Both the line containing "contain white building." and the last line of the listing are included: write out exactly the lines from one to the other.

▬▬▬▬▬▬

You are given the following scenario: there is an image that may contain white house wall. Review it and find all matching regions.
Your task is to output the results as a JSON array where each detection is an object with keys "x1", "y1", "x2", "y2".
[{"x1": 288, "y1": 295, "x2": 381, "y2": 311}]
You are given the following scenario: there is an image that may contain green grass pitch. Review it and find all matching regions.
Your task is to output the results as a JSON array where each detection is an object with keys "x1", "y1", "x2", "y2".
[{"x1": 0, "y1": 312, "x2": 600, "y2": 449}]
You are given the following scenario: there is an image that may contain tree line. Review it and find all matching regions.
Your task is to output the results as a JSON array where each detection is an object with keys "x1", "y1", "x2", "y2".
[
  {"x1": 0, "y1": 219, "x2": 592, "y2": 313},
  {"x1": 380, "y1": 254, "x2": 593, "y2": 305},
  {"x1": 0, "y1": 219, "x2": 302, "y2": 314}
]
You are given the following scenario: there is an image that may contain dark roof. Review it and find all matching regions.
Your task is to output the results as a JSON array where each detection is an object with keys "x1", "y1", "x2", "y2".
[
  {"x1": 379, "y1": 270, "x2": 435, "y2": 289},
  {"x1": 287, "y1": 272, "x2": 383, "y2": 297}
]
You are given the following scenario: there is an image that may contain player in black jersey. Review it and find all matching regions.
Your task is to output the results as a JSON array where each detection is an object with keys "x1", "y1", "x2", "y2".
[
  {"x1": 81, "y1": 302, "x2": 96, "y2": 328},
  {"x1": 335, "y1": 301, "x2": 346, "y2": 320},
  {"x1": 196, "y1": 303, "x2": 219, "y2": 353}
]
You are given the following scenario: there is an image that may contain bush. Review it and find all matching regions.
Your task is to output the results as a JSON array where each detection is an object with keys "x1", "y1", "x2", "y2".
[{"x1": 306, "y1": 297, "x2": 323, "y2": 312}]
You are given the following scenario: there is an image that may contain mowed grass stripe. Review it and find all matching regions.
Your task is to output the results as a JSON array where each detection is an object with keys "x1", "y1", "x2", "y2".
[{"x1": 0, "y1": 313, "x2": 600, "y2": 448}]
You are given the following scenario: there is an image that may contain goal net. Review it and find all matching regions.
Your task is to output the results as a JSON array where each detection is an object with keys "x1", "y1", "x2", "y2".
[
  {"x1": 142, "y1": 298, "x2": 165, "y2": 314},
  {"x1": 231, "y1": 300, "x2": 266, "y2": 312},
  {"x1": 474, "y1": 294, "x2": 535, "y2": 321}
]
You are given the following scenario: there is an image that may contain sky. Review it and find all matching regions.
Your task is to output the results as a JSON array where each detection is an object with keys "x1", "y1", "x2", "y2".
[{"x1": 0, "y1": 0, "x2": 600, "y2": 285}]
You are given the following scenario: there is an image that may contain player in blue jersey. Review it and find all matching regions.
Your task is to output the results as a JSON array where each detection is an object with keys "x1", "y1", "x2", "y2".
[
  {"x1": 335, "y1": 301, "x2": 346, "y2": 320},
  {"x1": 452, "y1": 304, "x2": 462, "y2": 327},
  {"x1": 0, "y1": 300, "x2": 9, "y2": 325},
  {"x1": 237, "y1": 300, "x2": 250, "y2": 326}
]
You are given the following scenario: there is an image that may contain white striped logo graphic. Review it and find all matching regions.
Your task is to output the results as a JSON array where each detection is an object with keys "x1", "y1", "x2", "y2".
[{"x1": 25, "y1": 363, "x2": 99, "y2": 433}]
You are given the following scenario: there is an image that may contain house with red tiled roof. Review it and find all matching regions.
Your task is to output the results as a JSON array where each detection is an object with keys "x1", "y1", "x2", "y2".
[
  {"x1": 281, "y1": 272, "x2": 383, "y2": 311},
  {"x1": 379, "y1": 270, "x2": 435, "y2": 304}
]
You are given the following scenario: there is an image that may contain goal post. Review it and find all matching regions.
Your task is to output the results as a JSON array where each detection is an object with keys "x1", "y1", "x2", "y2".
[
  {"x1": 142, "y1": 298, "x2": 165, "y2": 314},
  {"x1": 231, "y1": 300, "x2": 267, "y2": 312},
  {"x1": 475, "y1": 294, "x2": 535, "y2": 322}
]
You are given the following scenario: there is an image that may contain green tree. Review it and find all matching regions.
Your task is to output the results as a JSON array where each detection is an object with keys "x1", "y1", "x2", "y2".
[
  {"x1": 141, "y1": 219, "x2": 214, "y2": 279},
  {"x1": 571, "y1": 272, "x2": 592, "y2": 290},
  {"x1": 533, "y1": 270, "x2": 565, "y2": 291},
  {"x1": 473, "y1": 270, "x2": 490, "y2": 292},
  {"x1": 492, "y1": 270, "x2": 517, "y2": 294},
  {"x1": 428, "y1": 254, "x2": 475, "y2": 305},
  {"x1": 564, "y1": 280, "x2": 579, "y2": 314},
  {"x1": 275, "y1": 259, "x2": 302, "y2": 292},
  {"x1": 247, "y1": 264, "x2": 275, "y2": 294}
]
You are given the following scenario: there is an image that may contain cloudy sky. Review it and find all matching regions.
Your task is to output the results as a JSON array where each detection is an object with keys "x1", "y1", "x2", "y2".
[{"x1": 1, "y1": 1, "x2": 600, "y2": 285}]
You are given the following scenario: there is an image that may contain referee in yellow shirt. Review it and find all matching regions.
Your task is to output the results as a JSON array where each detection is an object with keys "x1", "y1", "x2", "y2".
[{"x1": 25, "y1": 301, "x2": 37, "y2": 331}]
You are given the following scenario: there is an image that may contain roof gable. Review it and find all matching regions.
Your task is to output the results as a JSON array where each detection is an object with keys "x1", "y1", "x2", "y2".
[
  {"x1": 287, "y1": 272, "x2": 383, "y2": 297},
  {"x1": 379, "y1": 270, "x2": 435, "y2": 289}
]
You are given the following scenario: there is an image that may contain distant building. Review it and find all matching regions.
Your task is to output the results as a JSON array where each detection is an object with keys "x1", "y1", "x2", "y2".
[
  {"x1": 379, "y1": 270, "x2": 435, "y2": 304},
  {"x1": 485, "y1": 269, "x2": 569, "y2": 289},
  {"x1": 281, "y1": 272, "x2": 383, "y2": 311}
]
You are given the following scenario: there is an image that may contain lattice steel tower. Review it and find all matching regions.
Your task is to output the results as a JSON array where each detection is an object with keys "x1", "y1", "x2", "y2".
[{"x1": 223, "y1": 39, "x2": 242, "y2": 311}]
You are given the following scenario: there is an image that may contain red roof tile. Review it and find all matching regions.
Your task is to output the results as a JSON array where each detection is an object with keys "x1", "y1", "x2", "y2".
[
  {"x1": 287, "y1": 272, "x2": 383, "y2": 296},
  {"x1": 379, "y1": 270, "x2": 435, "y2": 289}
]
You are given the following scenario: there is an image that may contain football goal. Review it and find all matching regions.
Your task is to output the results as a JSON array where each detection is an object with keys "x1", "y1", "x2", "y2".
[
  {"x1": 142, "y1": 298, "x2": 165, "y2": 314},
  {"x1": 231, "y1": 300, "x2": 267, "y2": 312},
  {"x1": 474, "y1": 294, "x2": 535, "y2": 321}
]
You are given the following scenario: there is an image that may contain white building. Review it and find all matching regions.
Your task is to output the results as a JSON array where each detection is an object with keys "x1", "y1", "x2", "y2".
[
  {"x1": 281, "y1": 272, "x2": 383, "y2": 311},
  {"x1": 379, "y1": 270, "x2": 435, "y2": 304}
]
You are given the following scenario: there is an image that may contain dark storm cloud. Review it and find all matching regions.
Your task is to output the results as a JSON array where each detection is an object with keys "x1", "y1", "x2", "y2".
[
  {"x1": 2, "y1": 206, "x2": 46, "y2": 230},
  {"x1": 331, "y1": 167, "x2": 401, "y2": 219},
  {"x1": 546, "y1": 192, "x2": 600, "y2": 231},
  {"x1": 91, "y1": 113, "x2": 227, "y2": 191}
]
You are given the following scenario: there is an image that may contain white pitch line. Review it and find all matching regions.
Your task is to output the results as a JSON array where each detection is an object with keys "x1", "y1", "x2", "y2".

▬▬▬▬▬▬

▸ ANSWER TO THIS PROBLEM
You are given the following scenario: there is an image that may contain white building. Review it and find all matching regions.
Your task is to output the results as a JSON array where each detection is an object with keys "x1", "y1", "x2", "y2".
[
  {"x1": 281, "y1": 272, "x2": 383, "y2": 311},
  {"x1": 379, "y1": 270, "x2": 435, "y2": 304}
]
You are given the following scenario: there is an image that may contain dark storm cloud. Review it and find all matching regions.
Your task is to output the results as a JSON array where each detection is an object with keys "x1", "y1", "x2", "y2".
[
  {"x1": 2, "y1": 206, "x2": 46, "y2": 230},
  {"x1": 331, "y1": 167, "x2": 401, "y2": 219},
  {"x1": 546, "y1": 192, "x2": 600, "y2": 231},
  {"x1": 91, "y1": 113, "x2": 227, "y2": 191}
]
You are given the following scenario: there is an image that may contain white pitch line. Review it and find all matching regions.
Your task is to output the results as a JSON array where each detection is an object with keys "x1", "y1", "x2", "y2".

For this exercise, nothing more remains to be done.